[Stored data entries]

- - -

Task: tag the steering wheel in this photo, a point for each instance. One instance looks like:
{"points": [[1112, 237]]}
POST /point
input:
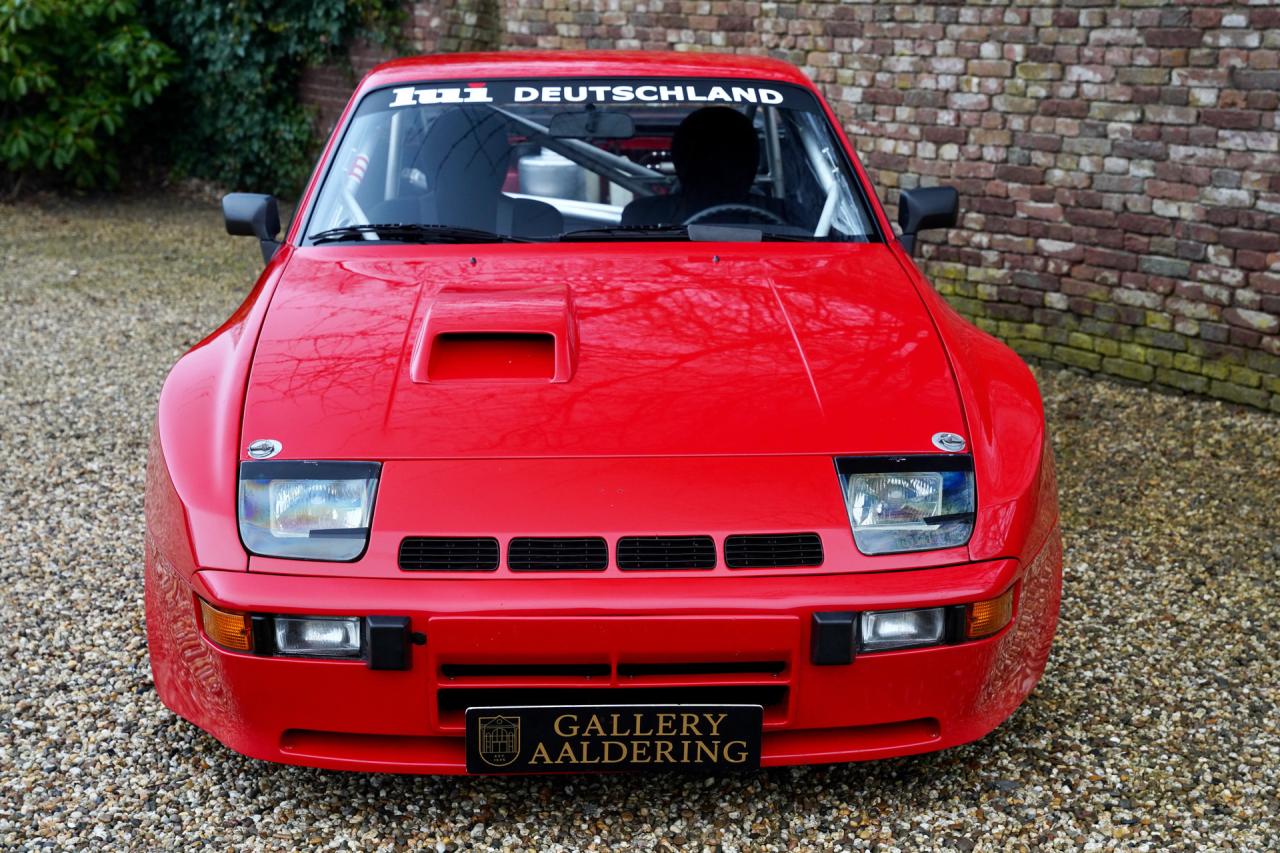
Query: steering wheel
{"points": [[763, 213]]}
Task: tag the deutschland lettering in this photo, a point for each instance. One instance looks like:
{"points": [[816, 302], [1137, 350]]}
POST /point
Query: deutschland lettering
{"points": [[690, 94], [603, 94]]}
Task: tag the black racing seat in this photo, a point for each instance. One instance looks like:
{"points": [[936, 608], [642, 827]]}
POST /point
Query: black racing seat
{"points": [[716, 155]]}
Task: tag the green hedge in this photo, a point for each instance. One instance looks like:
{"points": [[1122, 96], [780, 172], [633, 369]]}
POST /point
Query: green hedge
{"points": [[73, 76], [81, 86], [234, 108]]}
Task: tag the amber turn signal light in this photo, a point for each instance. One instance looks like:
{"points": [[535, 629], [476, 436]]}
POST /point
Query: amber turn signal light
{"points": [[986, 617], [229, 629]]}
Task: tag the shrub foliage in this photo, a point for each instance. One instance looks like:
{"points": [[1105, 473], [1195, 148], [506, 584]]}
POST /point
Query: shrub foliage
{"points": [[73, 73], [236, 113]]}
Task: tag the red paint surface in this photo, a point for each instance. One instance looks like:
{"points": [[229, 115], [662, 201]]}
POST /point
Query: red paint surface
{"points": [[686, 396]]}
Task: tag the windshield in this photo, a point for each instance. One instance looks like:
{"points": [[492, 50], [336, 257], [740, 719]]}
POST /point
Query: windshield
{"points": [[589, 159]]}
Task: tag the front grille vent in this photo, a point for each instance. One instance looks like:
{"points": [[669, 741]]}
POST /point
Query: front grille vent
{"points": [[448, 553], [639, 553], [773, 551], [536, 553]]}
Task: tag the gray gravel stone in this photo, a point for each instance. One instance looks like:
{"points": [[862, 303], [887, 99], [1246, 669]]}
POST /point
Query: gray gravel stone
{"points": [[1155, 728]]}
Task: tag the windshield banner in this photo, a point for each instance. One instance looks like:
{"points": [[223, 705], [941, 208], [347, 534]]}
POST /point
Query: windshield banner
{"points": [[595, 91]]}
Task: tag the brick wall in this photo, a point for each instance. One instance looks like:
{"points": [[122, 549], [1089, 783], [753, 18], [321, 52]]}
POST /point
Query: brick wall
{"points": [[1118, 160]]}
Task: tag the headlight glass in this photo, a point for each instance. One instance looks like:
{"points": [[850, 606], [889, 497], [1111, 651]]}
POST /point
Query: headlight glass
{"points": [[307, 510], [887, 629], [318, 635], [908, 502]]}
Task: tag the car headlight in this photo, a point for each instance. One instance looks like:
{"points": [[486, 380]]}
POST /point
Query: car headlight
{"points": [[307, 510], [900, 503]]}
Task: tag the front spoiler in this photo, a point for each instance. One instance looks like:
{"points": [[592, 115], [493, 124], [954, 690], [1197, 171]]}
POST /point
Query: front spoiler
{"points": [[343, 715]]}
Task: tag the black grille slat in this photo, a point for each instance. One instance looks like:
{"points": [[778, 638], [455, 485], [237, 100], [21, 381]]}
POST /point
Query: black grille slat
{"points": [[448, 553], [773, 551], [703, 667], [456, 699], [544, 553], [510, 670], [639, 553]]}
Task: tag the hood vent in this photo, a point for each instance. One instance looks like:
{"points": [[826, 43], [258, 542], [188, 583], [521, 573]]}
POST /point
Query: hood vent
{"points": [[492, 355], [530, 553], [773, 551], [526, 334], [641, 553], [447, 553]]}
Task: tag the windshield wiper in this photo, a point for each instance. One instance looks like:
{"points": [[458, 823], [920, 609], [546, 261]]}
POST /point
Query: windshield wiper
{"points": [[414, 233], [698, 233], [626, 232]]}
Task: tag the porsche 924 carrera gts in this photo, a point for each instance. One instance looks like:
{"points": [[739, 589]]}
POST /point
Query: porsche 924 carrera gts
{"points": [[592, 415]]}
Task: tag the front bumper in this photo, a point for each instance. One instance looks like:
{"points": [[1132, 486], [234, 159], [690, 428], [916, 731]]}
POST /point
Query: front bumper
{"points": [[604, 641]]}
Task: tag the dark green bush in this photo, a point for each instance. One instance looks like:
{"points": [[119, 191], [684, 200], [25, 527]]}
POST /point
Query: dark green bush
{"points": [[72, 73], [236, 118]]}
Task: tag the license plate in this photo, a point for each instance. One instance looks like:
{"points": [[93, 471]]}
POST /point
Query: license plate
{"points": [[618, 737]]}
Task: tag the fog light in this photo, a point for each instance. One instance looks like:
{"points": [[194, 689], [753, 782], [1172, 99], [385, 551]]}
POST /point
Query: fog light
{"points": [[986, 617], [229, 629], [886, 629], [318, 635]]}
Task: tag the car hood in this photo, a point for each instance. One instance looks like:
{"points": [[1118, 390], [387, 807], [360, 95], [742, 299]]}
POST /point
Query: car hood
{"points": [[597, 350]]}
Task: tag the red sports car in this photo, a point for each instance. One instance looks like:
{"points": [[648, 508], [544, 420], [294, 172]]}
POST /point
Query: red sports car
{"points": [[590, 415]]}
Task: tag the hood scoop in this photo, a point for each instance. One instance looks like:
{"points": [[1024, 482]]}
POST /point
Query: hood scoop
{"points": [[497, 336]]}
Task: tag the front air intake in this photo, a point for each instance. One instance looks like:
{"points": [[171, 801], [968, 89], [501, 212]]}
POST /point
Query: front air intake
{"points": [[644, 553], [773, 551], [545, 553], [448, 553]]}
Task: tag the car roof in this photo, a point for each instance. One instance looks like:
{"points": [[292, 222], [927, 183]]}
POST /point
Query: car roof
{"points": [[581, 63]]}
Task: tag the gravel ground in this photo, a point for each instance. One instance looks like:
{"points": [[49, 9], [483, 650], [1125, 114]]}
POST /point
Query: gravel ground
{"points": [[1155, 726]]}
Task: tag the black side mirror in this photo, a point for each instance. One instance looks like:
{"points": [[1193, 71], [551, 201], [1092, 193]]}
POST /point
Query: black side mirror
{"points": [[250, 214], [926, 208]]}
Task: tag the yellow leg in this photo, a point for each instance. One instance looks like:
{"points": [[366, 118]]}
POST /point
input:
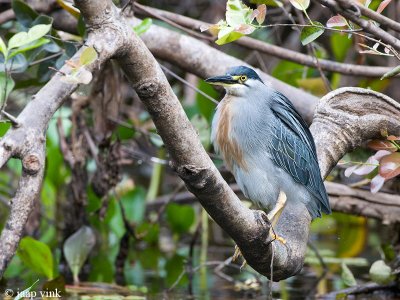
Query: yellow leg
{"points": [[275, 213], [238, 254]]}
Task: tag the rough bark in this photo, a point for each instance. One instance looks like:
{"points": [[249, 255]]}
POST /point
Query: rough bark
{"points": [[112, 37], [346, 118], [27, 140]]}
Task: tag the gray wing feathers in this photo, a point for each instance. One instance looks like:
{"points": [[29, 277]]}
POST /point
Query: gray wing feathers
{"points": [[293, 150]]}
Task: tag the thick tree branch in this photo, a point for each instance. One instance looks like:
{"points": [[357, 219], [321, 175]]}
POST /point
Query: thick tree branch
{"points": [[204, 61], [346, 118], [381, 19], [248, 228], [382, 206], [27, 141]]}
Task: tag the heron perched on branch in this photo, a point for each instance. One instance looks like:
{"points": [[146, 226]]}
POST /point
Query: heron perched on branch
{"points": [[267, 146]]}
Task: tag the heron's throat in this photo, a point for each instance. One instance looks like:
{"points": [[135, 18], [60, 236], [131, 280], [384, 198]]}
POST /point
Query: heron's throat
{"points": [[227, 144]]}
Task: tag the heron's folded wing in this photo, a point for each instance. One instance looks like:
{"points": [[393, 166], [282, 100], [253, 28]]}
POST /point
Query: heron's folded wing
{"points": [[294, 150]]}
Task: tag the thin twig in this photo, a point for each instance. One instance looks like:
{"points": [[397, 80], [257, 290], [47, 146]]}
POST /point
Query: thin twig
{"points": [[14, 121], [283, 53]]}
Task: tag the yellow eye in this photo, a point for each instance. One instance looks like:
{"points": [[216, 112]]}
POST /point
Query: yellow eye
{"points": [[243, 78]]}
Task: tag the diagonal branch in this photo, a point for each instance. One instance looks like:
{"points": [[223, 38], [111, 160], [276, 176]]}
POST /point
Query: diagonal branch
{"points": [[273, 50], [113, 37], [27, 141]]}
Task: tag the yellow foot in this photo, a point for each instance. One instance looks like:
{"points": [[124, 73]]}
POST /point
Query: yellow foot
{"points": [[238, 254]]}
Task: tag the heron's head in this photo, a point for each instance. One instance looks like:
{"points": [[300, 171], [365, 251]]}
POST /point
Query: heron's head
{"points": [[237, 81]]}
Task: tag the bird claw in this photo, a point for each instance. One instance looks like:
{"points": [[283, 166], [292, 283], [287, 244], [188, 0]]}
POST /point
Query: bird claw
{"points": [[262, 218]]}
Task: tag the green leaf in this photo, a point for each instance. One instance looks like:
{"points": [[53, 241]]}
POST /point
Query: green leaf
{"points": [[340, 45], [310, 34], [25, 292], [6, 86], [143, 26], [88, 56], [381, 273], [77, 248], [38, 31], [300, 4], [227, 35], [23, 38], [391, 73], [180, 217], [4, 128], [37, 256], [30, 46], [237, 13], [347, 276], [18, 40], [3, 48], [24, 13]]}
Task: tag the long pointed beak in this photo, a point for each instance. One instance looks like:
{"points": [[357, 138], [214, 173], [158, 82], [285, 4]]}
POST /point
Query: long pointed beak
{"points": [[221, 80]]}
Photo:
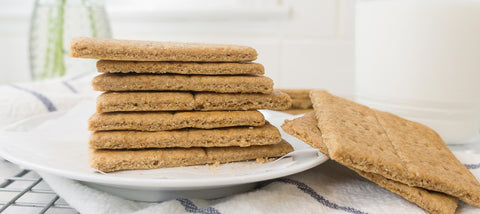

- - -

Try it — All lines from the beginning of the entries above to the line containing "Task: tag the shrub", inclusive, should be printed exactly, apart from the pictures.

Solution —
Task: tag the steering wheel in this photo, a point for each instance. One instance looks like:
{"points": [[1112, 237]]}
POST /point
input:
Query: steering wheel
{"points": [[763, 213]]}
Task: tag the deutschland lettering in this photo, a point for each instance. One instance looks like:
{"points": [[816, 302], [1137, 350]]}
POST /point
Query: deutschland lettering
{"points": [[690, 94], [603, 94]]}
Task: tag the black racing seat in this photo, a point for each instance. One instance looks like:
{"points": [[936, 608], [642, 827]]}
POST /point
Query: black racing seat
{"points": [[716, 155]]}
Task: tag the green hedge in this photo, a point for each instance. One instance looks like:
{"points": [[1122, 96], [780, 172], [633, 369]]}
POST /point
Query: green hedge
{"points": [[73, 76], [81, 86], [234, 108]]}
Task: tag the amber turn signal light in this photo, a point for each instance. One instance looks like:
{"points": [[535, 629], [476, 436]]}
POST /point
Query: amber turn signal light
{"points": [[986, 617], [229, 629]]}
Task: tag the shrub foliage in this photo, a point for each instance. One instance looks like:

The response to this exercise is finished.